Exercise aim >> Without skipping a line, reproduce the entries exactly.
-.-.-
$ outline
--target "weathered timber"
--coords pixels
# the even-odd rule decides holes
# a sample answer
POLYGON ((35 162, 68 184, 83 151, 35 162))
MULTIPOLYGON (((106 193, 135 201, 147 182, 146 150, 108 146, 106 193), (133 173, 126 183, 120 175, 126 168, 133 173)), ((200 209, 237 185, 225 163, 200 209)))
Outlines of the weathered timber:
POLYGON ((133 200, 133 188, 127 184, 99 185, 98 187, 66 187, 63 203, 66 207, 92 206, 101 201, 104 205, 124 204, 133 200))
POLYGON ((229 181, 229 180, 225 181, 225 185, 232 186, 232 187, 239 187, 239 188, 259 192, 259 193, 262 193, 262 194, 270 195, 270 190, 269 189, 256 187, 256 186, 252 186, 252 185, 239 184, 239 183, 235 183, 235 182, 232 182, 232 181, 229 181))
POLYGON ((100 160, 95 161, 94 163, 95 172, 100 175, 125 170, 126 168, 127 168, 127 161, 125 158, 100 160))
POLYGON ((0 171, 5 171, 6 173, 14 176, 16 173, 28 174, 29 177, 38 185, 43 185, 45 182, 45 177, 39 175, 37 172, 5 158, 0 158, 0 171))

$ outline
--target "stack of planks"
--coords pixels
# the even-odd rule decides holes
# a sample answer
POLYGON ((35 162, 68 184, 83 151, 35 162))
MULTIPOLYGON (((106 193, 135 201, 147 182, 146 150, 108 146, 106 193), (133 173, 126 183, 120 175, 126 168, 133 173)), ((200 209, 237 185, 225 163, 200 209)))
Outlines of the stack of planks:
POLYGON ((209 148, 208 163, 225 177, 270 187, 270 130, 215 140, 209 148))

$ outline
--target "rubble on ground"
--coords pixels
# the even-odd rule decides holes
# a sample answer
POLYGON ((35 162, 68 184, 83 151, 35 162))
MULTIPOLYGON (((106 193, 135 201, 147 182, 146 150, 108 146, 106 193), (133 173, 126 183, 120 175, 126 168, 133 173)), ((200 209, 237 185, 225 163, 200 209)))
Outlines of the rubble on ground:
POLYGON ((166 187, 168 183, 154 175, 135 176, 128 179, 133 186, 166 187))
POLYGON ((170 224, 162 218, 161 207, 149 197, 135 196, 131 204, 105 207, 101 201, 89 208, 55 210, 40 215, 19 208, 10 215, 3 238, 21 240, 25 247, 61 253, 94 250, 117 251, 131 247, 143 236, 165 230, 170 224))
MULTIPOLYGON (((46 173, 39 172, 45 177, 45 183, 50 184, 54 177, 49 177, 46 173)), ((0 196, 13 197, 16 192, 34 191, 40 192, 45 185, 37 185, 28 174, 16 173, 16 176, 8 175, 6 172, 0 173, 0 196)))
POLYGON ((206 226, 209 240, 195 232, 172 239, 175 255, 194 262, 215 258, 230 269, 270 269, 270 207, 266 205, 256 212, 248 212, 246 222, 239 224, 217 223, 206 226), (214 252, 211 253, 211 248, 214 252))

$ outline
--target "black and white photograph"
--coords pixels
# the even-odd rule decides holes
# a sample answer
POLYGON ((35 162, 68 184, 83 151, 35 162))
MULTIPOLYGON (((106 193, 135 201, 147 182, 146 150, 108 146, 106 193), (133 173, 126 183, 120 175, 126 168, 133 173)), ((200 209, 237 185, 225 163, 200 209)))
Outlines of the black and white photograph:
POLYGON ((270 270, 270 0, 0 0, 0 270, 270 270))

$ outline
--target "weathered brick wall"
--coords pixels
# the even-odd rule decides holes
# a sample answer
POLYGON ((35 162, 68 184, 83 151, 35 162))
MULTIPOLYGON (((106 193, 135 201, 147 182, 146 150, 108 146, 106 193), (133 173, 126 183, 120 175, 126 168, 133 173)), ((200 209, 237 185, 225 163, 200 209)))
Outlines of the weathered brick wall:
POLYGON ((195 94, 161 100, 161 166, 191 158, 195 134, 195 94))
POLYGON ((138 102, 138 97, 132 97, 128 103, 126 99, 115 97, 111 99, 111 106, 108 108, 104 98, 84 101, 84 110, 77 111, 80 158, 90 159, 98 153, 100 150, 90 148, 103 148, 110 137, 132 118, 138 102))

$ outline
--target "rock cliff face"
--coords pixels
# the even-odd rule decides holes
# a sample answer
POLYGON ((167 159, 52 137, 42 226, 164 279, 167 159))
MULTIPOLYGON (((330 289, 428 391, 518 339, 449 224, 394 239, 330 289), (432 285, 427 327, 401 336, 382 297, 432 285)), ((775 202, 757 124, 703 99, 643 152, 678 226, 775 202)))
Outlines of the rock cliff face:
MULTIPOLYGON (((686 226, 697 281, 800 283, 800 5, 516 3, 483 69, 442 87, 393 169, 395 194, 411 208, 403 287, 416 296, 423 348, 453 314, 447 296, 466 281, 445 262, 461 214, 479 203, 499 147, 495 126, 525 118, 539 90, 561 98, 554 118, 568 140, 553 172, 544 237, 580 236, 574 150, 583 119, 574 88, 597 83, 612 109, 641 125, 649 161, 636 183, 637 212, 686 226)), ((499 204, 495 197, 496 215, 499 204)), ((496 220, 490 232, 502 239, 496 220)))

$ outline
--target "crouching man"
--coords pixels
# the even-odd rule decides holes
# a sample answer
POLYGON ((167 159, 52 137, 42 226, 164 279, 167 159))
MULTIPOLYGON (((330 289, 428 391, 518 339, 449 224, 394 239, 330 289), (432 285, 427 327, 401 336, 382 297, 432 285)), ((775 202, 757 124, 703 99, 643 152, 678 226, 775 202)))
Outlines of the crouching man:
-.-.-
Result of this exercise >>
$ outline
--target "weathered timber"
--coords pixels
# the even-odd rule decides holes
# a sample answer
POLYGON ((35 162, 68 184, 83 151, 35 162))
MULTIPOLYGON (((106 193, 135 201, 147 182, 146 150, 108 146, 106 193), (133 173, 126 183, 120 175, 126 168, 133 173)), ((200 209, 237 185, 225 163, 200 209)))
Outlines of the weathered timber:
POLYGON ((133 200, 133 188, 127 184, 99 185, 98 187, 66 187, 63 203, 66 207, 92 206, 101 201, 104 205, 124 204, 133 200))
POLYGON ((229 181, 229 180, 225 181, 225 185, 232 186, 232 187, 239 187, 239 188, 259 192, 259 193, 262 193, 262 194, 270 195, 270 190, 269 189, 256 187, 256 186, 252 186, 252 185, 239 184, 239 183, 235 183, 235 182, 232 182, 232 181, 229 181))
POLYGON ((100 160, 95 161, 94 163, 95 172, 100 175, 125 170, 126 168, 127 168, 127 161, 125 158, 100 160))
POLYGON ((0 171, 5 171, 6 173, 14 176, 16 173, 28 174, 29 177, 38 185, 43 185, 45 182, 45 177, 39 175, 37 172, 5 158, 0 158, 0 171))

$ outline
--target "stack of planks"
--coords pixels
# the even-odd rule decides holes
# a sample answer
POLYGON ((35 162, 68 184, 83 151, 35 162))
MULTIPOLYGON (((106 193, 135 201, 147 182, 146 150, 108 146, 106 193), (133 173, 126 183, 120 175, 126 168, 133 173)), ((200 209, 237 185, 225 163, 200 209)))
Outlines of the stack of planks:
POLYGON ((209 148, 208 163, 225 177, 270 187, 270 130, 215 140, 209 148))

$ outline
--target "rubble on ground"
--coords pixels
# the even-odd rule decides holes
# a sample answer
POLYGON ((35 162, 68 184, 83 151, 35 162))
MULTIPOLYGON (((106 193, 135 201, 147 182, 146 150, 108 146, 106 193), (133 173, 126 183, 120 175, 126 168, 133 173)), ((200 209, 237 185, 225 163, 200 209)))
Outlines of the rubble on ground:
POLYGON ((166 187, 168 183, 154 175, 135 176, 128 179, 133 186, 166 187))
POLYGON ((170 224, 162 218, 161 207, 149 197, 135 196, 131 204, 105 207, 101 201, 89 208, 55 210, 40 215, 19 208, 10 215, 3 238, 21 240, 25 247, 61 253, 94 250, 117 251, 131 247, 143 236, 165 230, 170 224))
MULTIPOLYGON (((46 173, 39 172, 45 177, 45 183, 50 184, 54 177, 49 177, 46 173)), ((0 196, 13 197, 16 192, 34 191, 40 192, 45 185, 37 185, 28 174, 16 173, 16 176, 8 175, 6 172, 0 173, 0 196)))
POLYGON ((206 226, 209 240, 195 232, 172 239, 175 255, 194 262, 215 258, 230 269, 270 269, 270 207, 266 205, 256 212, 248 212, 246 222, 239 224, 217 223, 206 226), (214 252, 211 253, 211 248, 214 252))

$ outline
--target "black and white photograph"
--coords pixels
# the even-odd rule decides holes
# a sample answer
POLYGON ((35 162, 68 184, 83 151, 35 162))
MULTIPOLYGON (((106 193, 135 201, 147 182, 146 150, 108 146, 106 193), (133 173, 126 183, 120 175, 126 168, 133 173)), ((200 209, 237 185, 225 163, 200 209)))
Outlines of the black and white photograph:
POLYGON ((270 270, 270 0, 0 0, 0 270, 270 270))

$ outline
--target "weathered brick wall"
--coords pixels
# the even-odd rule decides holes
# a sample answer
POLYGON ((35 162, 68 184, 83 151, 35 162))
MULTIPOLYGON (((106 193, 135 201, 147 182, 146 150, 108 146, 106 193), (133 173, 126 183, 120 175, 126 168, 133 173)), ((200 209, 237 185, 225 163, 200 209)))
Outlines of the weathered brick wall:
POLYGON ((195 94, 161 100, 161 166, 191 158, 195 134, 195 94))
POLYGON ((138 102, 138 97, 132 97, 128 103, 126 99, 115 97, 111 99, 111 106, 108 108, 104 98, 84 101, 84 110, 77 111, 80 158, 90 159, 98 153, 100 150, 90 148, 103 148, 110 137, 132 118, 138 102))

$ outline
--target "rock cliff face"
--coords pixels
# the even-odd rule decides holes
# a sample answer
POLYGON ((167 159, 52 137, 42 226, 164 279, 167 159))
MULTIPOLYGON (((330 289, 428 391, 518 339, 449 224, 394 239, 330 289), (432 285, 427 327, 401 336, 382 297, 432 285)), ((775 202, 757 124, 703 99, 643 152, 678 226, 775 202)))
Outlines of the rock cliff face:
MULTIPOLYGON (((686 226, 697 281, 800 283, 800 5, 516 3, 483 69, 442 87, 393 169, 395 194, 411 208, 403 287, 416 296, 423 348, 453 314, 447 296, 466 281, 445 262, 461 214, 479 203, 499 147, 495 126, 525 118, 539 90, 561 98, 554 118, 568 140, 553 172, 544 237, 580 236, 574 150, 583 119, 574 88, 597 83, 612 109, 641 125, 649 161, 636 183, 637 212, 686 226)), ((499 204, 495 197, 496 215, 499 204)), ((496 220, 490 232, 502 239, 496 220)))

$ outline
--target "crouching man"
--coords pixels
# the even-odd rule decides holes
# a sample answer
POLYGON ((167 159, 52 137, 42 226, 164 279, 167 159))
MULTIPOLYGON (((330 289, 428 391, 518 339, 449 224, 394 239, 330 289), (432 285, 427 327, 401 336, 382 297, 432 285)), ((775 202, 757 124, 703 99, 643 152, 678 226, 775 202)))
Outlines of the crouching man:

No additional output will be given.